▶ Request:
Omit every picture and return the rest of the data unaltered.

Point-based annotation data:
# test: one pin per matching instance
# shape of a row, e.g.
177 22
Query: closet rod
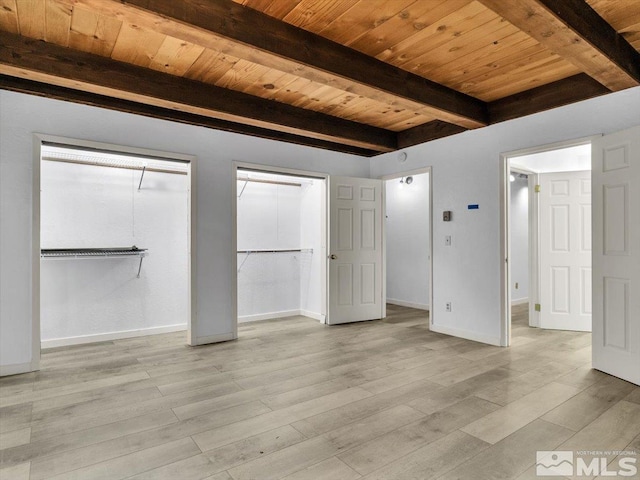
126 167
272 182
278 251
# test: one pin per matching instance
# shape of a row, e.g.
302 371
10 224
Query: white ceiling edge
570 159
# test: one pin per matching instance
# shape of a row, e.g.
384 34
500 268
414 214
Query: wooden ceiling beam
44 62
242 32
30 87
563 92
575 31
427 132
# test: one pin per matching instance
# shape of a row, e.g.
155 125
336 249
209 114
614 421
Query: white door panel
565 250
616 254
355 249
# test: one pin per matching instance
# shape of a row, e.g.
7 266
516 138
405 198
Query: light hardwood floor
297 400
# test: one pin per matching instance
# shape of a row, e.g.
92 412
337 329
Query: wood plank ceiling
359 76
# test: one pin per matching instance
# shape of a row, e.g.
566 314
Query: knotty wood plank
175 56
86 98
427 132
137 45
31 18
316 15
21 57
319 59
405 24
57 21
9 16
93 33
563 92
363 15
573 30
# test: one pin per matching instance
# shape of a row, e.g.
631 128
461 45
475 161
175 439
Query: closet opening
112 235
408 252
546 222
280 245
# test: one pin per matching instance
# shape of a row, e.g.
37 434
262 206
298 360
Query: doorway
408 251
547 244
280 240
112 242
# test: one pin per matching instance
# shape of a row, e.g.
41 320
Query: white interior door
565 251
355 250
616 254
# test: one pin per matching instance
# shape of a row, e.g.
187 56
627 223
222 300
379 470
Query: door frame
505 232
238 165
38 140
393 176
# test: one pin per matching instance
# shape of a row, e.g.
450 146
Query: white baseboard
402 303
16 369
466 334
220 337
315 316
105 337
268 316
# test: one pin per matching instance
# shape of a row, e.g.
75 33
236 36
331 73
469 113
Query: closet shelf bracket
69 253
144 169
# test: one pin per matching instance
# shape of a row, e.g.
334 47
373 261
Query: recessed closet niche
114 239
281 246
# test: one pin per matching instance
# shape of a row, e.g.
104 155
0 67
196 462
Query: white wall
407 241
519 224
23 115
313 236
86 206
466 170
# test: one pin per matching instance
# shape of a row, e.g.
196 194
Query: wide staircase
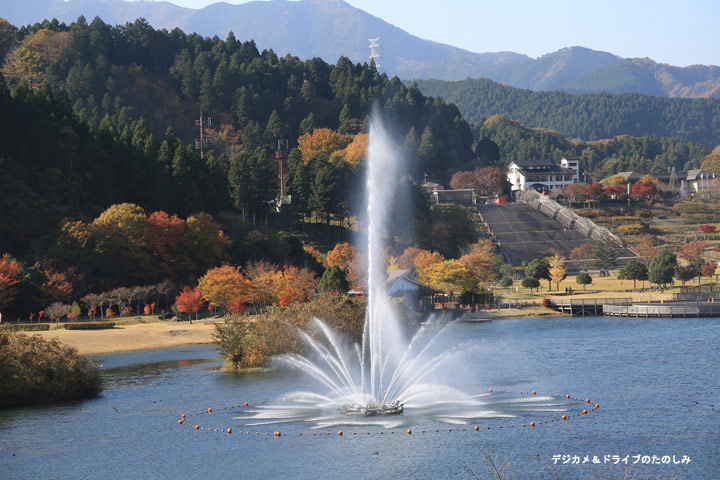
524 233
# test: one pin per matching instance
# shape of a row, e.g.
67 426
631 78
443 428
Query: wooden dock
665 310
587 306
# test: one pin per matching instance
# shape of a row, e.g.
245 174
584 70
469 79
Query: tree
583 255
692 249
661 268
583 279
530 282
539 268
684 274
557 269
9 279
607 254
334 280
190 300
221 285
322 141
645 247
634 271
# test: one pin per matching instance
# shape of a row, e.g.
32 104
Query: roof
550 170
532 163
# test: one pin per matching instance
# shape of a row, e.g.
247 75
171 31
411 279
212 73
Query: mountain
588 116
581 70
327 29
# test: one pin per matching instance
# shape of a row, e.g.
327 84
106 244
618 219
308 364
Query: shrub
35 370
89 326
30 327
245 343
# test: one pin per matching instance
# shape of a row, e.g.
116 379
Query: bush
29 327
35 370
245 343
89 326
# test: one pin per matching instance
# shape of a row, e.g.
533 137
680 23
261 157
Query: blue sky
676 32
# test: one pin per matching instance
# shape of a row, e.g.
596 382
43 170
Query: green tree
661 268
634 271
334 279
583 279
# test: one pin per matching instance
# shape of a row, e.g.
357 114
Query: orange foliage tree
221 285
322 141
190 300
8 280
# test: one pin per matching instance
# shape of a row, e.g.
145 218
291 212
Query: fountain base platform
373 409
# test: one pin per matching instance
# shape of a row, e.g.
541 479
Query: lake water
657 383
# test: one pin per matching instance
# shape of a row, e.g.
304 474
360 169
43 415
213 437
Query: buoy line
591 407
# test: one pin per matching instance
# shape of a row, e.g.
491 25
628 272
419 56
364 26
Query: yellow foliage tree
221 285
356 152
322 141
449 276
557 269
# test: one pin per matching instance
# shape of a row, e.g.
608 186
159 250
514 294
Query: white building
543 175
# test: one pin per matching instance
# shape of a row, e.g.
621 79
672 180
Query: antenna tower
202 143
373 51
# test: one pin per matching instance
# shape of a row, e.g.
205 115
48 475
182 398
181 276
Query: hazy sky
678 32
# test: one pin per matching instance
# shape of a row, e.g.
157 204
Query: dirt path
135 337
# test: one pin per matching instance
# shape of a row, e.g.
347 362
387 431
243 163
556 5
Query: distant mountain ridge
332 28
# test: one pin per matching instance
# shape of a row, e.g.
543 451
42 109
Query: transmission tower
202 123
373 51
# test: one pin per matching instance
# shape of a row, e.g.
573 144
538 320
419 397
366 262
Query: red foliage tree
190 300
9 279
644 189
692 249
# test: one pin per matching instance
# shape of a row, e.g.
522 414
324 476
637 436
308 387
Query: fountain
386 376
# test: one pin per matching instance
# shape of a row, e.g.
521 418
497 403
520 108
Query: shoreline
127 338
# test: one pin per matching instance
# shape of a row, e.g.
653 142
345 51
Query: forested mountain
599 158
306 28
585 116
581 70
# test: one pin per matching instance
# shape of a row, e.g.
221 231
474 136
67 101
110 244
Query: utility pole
373 51
202 143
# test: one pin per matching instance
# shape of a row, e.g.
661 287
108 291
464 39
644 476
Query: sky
678 32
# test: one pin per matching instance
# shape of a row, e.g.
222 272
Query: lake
656 381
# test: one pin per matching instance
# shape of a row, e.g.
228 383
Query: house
682 183
543 175
417 297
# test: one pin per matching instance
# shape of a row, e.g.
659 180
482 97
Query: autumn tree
221 285
633 270
190 300
557 269
583 255
322 141
9 279
645 247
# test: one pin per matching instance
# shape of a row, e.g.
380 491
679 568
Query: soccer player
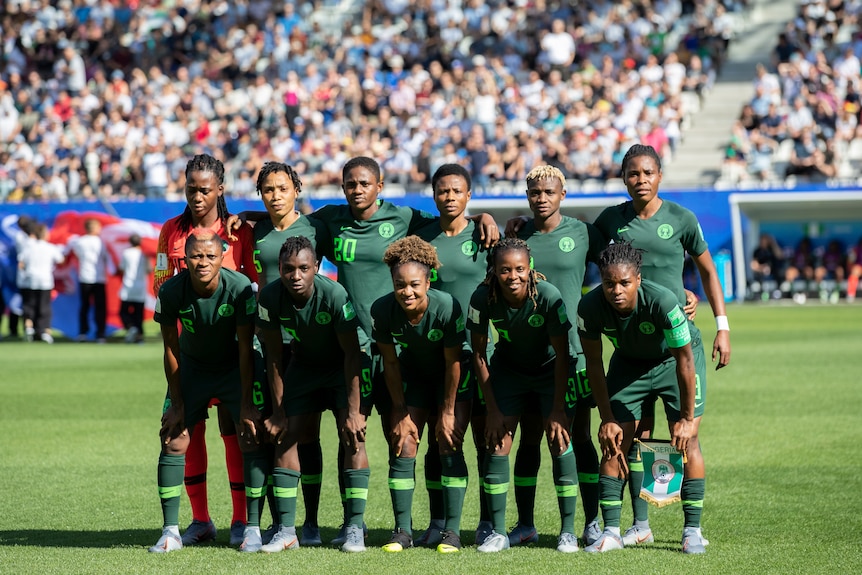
211 358
463 263
561 246
206 210
657 354
665 232
279 187
530 357
424 378
323 373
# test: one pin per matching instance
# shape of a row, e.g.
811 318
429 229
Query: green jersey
463 260
208 336
524 345
268 242
665 238
421 346
356 248
313 327
648 333
561 255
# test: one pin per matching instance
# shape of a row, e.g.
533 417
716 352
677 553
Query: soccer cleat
482 531
493 543
251 542
450 543
399 541
342 534
592 532
433 535
692 541
522 534
609 541
199 532
285 538
311 536
169 541
354 539
567 543
237 532
635 535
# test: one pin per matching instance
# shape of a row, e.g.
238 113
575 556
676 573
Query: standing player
279 187
530 357
665 232
463 263
424 380
657 354
206 210
561 247
211 358
323 373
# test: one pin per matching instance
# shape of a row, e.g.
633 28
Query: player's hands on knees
446 433
353 431
682 434
173 424
403 428
495 430
558 434
611 439
276 425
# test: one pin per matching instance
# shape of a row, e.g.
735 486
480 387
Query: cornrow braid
411 249
620 253
505 245
545 171
205 163
293 245
636 151
274 168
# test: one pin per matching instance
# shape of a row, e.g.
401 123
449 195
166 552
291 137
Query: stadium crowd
102 98
803 118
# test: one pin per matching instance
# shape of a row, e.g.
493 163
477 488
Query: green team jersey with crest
665 238
208 335
314 327
523 345
420 346
268 242
561 255
463 260
647 334
356 248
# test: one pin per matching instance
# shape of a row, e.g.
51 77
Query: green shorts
632 384
515 392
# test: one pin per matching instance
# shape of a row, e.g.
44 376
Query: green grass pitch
78 450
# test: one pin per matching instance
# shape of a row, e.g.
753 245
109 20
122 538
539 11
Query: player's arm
446 422
173 421
715 295
355 425
402 425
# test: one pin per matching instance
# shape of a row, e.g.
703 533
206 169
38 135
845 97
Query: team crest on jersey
566 244
469 248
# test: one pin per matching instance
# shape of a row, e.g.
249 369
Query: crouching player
323 373
657 354
211 359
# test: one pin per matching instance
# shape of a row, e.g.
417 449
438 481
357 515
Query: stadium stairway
698 161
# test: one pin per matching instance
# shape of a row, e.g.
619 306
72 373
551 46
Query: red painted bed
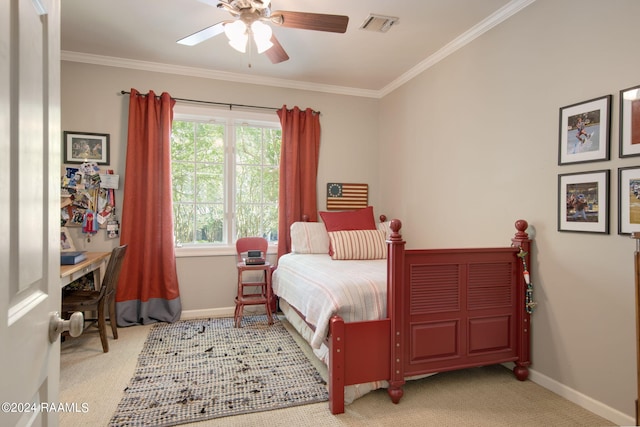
447 309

▶ Answer:
# test: one pin per matching instance
# shape of a row, e.g.
177 22
Query: closet rod
126 167
272 182
278 251
# test: one pin per matching instance
# shape of a row, e.g.
302 371
10 224
Query: white ceiling edge
570 159
# test: one pin per matching instance
# shape of a row, e.g.
384 34
500 268
414 214
Query: wooden ceiling beam
44 62
242 32
30 87
563 92
575 31
427 132
# test: one pin per matching instance
# shape of a row, e.g.
155 125
336 249
209 114
614 421
Query: white door panel
565 250
616 254
355 249
# test: one pin per matching instance
# shape of a row, e.g.
7 266
516 138
405 198
Query: light hardwood floor
297 400
# test: one pin per matching instance
# shape of a row, e.g.
92 412
337 329
Query: wood plank ceiling
359 76
# test: one pin per matching instance
# shape of a row, e.g.
566 314
Query: knotty wood plank
175 56
86 98
427 132
137 45
31 18
316 15
21 57
319 59
405 24
57 21
9 16
93 33
563 92
363 15
573 30
# test: one pin per matching instance
# shape of a row, e.g.
631 128
461 45
475 161
175 439
Query: closet opening
112 235
408 252
546 222
280 245
# test: one pin per matching instance
# shape of a row, e.g.
37 434
262 206
298 360
Query: doorway
408 251
547 244
280 240
112 242
# test: one pin per matching instance
# shape of a row, e.g.
41 320
Query: white interior door
565 251
355 250
616 254
# test: one pin per matching instance
# shape of a row, e.g.
187 56
627 223
222 300
379 470
Query: door frame
505 232
238 165
38 140
393 176
# test: one pin per matching instance
# shape of a row, e.g.
450 146
Query: white baseboard
402 303
16 369
466 334
220 337
315 316
105 337
268 316
# test: one pin per matching instance
# shape of a row, e.g.
75 33
236 36
331 73
469 113
Query: closet shelf bracket
69 253
144 169
# test: one pin per matching instance
# shape of a row, e.g.
334 47
373 261
Query: recessed closet niche
114 239
281 246
# test: one pin per matching instance
# shape of a row, e.g.
104 155
0 67
196 462
Query: white wall
407 241
519 224
23 115
313 236
86 206
466 170
# test: one pin per matching instance
# shape of a row, e.g.
196 194
Query: wide staircase
524 233
# test: one pin per matching instance
# shape of a row, e.g.
67 426
631 78
443 428
Query: wooden dock
665 310
587 306
# test: one pin per matching instance
# shape of a row, e.g.
245 174
584 70
469 79
Query: tree
583 255
692 249
661 268
583 279
530 282
539 268
684 274
557 269
9 279
607 254
334 280
190 300
221 285
322 141
645 247
634 271
# test: one pin per matching instance
# shape of a row, e.g.
32 104
Query: roof
550 170
532 163
# test: one pin per matching instance
# shape of a row, e.g.
247 75
171 31
411 279
212 73
Query: mountain
588 116
581 70
327 29
# test: one pin per matching instance
# shape of a row, e.g.
327 84
106 244
618 219
308 364
Query: shrub
35 370
89 326
30 327
245 343
# test: one pin per matching instance
# shape of a row, e.g.
116 379
Query: bush
29 327
35 370
245 343
89 326
# test: one pin per matching instance
# shape of a row, e.g.
533 137
680 23
261 157
Query: blue sky
676 32
# test: one pin per matching instance
# shape of a row, e.g.
596 382
43 170
Query: green tree
661 268
634 271
334 279
583 279
# test: one pin per matching instance
# shape of a row, e.g.
357 114
Query: orange foliage tree
221 285
322 141
190 300
8 280
# test: one pin per matching instance
# shape of a row, e.g.
145 218
291 212
Query: fountain base platform
373 409
# test: one pin per matching instance
# shape of a row, e.g.
541 479
Query: lake water
657 383
# test: one pin per matching instance
# shape of a row, e.g.
304 474
360 169
43 415
213 437
Query: buoy line
591 407
# test: one pin per matching instance
# shape of a row, e.g.
491 25
628 272
419 56
364 26
Query: yellow foliage tree
221 285
356 152
322 141
449 276
557 269
# test: one pin per matching instance
# shape of a row, e.g.
608 186
159 250
514 294
Query: white building
543 175
# test: one pin per matching instance
# shape of a row, e.g.
621 79
672 180
Query: antenna tower
202 143
373 51
# test: one pin per matching instance
# shape of a row, e.g.
205 115
48 475
182 398
181 276
Query: hazy sky
678 32
# test: one pin per matching instance
# shape of a row, e.g.
157 204
Query: dirt path
135 337
# test: one pin per matching instance
# shape of a row, e.g.
347 362
387 431
243 163
556 5
Query: distant mountain ridge
332 28
# test: one pin per matching instance
# shape of a row, e.g.
543 451
42 109
Query: transmission tower
202 123
373 51
# test: one pin per matching instance
# shape of a row, e.g.
573 144
538 320
419 397
366 262
Query: red foliage tree
190 300
9 279
644 189
692 249
# test: one pin per matching instance
# shape of a row, e.g.
522 414
324 476
637 436
308 387
Query: fountain
386 376
# test: one pin per matching instance
# shape of a row, e.g.
521 418
497 403
520 108
Query: shoreline
127 338
# test: one pin per matching instance
# shape of a row, e.g.
653 142
345 51
Query: forested mountain
599 158
306 28
585 116
581 70
# test: one pin per matching instance
# shape of a row, e.g.
221 231
474 136
67 101
110 244
Query: utility pole
373 51
202 143
# test: one pin per matching instance
# shape of a row, e.g.
661 287
108 291
464 39
644 476
Query: sky
678 32
# test: one pin per matching instance
# shape of a row, e.g.
222 272
Query: lake
656 381
# test: one pin per matching instance
# shape of a row, e.g.
228 383
Query: house
682 183
543 175
417 297
# test: one pin per matching instance
# shape of a row, e.g.
659 180
482 97
Query: autumn tree
221 285
633 270
190 300
557 269
583 255
322 141
9 279
645 247
# test: one pin per matching instance
# shape of a row, e.g.
380 491
679 568
Query: soccer player
211 358
463 263
561 246
206 210
657 354
665 232
279 187
530 357
424 378
323 373
# test: one pin per matching instance
# shape of a row, e.g.
811 318
429 229
Query: green jersey
463 260
208 336
524 345
268 242
665 238
421 346
356 248
313 327
648 333
561 255
# test: one pin per matching instance
# shape of a row, e.g.
533 417
716 352
677 553
Query: soccer cleat
482 531
493 543
251 542
450 543
399 541
342 534
592 532
433 535
692 541
522 534
609 541
199 532
285 538
311 536
169 541
354 539
567 543
237 532
635 535
# test: one pin per matching instance
# shape of a row, e.g.
238 113
575 556
676 573
Query: standing player
279 187
530 357
665 232
463 263
424 380
657 354
206 210
561 247
211 358
323 373
# test: one pin per matching instance
# shape of a row, e.g.
633 28
Query: player's hands on knees
446 433
353 431
682 434
173 424
403 428
495 430
558 434
611 439
276 425
# test: one pin per matching instance
# shape of a row, e.g.
735 486
480 387
Query: cornrow braid
411 249
620 253
505 245
545 171
205 163
293 245
636 151
274 168
# test: one pin per matching instance
# shape of a row, e.g.
401 123
449 195
166 552
291 137
Query: stadium crowd
102 98
803 118
# test: one pin per matching instance
# shape of a row, e.g.
493 163
477 488
Query: green team jersey with crest
665 238
208 335
314 327
523 345
420 346
268 242
561 255
463 260
647 334
356 248
# test: one pin per matching instance
# shape of a row, e.g.
51 77
Query: green shorts
632 384
515 392
# test: one pin per matching instance
# shape of a row, e.g.
44 376
Query: green grass pitch
78 450
# test: one pin per matching instance
# shape of a row, e.g.
753 245
109 20
122 538
539 11
Query: player's arm
446 422
173 421
715 295
355 425
402 425
# test: one pin per matching instance
# shape of a row, e.g.
703 533
206 169
38 135
845 97
Query: team crest on jersey
566 244
469 248
# test: one pin per matching instance
# shape of a row, e.g.
249 369
Query: crouching player
323 373
657 354
211 359
# test: one pin per matching instance
# shape of a row, e.g.
417 449
438 481
357 515
Query: stadium stairway
698 161
# test: one pin per matching instance
# shape of a row, e.g.
619 306
72 373
551 46
Query: red painted bed
447 309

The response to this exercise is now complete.